→ EXTRACT
◆ ◆ ◆
There was no gender gap either in the 2017 elections, where young women even tended to give even more support than young men to the leader of the FN (Amengay, Durovic, Mayer 2017). Before, support for the FN among routine non manual workers (of which 77% are women) used to lag behind manual workers (of which 80% are men). They gradually caught up and in 2022 both groups gave the same proportion of their votes (36%) to Marine Le Pen in the first round, although not in the second, as a result of her “re-demonization” which may have turned away part of her female electorate.
◆ ◆ ◆
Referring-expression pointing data
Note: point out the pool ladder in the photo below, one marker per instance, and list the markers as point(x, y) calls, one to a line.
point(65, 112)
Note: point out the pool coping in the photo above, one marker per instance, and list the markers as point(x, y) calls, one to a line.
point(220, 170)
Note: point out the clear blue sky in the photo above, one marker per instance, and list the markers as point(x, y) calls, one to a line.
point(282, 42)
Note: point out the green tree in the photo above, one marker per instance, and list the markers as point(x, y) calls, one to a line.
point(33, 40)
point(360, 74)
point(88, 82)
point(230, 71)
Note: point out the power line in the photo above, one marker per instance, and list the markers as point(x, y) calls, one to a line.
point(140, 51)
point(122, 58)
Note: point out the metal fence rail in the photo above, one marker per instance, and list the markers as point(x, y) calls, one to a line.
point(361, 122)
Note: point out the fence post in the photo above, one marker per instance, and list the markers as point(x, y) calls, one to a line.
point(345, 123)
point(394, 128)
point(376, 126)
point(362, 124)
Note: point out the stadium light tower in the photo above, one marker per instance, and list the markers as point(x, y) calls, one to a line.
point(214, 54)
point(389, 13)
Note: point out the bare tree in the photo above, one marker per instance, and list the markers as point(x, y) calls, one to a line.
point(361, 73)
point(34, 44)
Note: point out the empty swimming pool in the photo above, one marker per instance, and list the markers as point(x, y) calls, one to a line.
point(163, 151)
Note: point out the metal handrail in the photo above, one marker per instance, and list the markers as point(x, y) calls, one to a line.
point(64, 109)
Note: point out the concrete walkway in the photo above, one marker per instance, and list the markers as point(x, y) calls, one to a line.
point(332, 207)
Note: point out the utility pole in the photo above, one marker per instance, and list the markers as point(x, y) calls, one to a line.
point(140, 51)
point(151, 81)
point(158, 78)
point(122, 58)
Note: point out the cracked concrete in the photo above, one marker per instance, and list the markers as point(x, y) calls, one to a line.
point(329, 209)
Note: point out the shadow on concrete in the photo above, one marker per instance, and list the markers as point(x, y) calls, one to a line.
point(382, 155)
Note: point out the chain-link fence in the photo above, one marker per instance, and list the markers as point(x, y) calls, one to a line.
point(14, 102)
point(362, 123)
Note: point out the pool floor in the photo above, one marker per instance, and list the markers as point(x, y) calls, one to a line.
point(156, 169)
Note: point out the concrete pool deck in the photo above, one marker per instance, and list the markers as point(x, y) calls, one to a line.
◆ ◆ ◆
→ REQUIREMENT
Answer these questions from the passage on FN voting patterns:
1. In which elections was there no gender gap, according to the passage?
2. What percentage of routine non-manual workers are women?
3. What proportion of their votes did routine non-manual workers and manual workers each give Marine Le Pen in the first round of 2022?
Answer from the text alone, without using the records.

→ PROBLEM SOLUTION
1. The 2017 elections.
2. 77%.
3. 36%.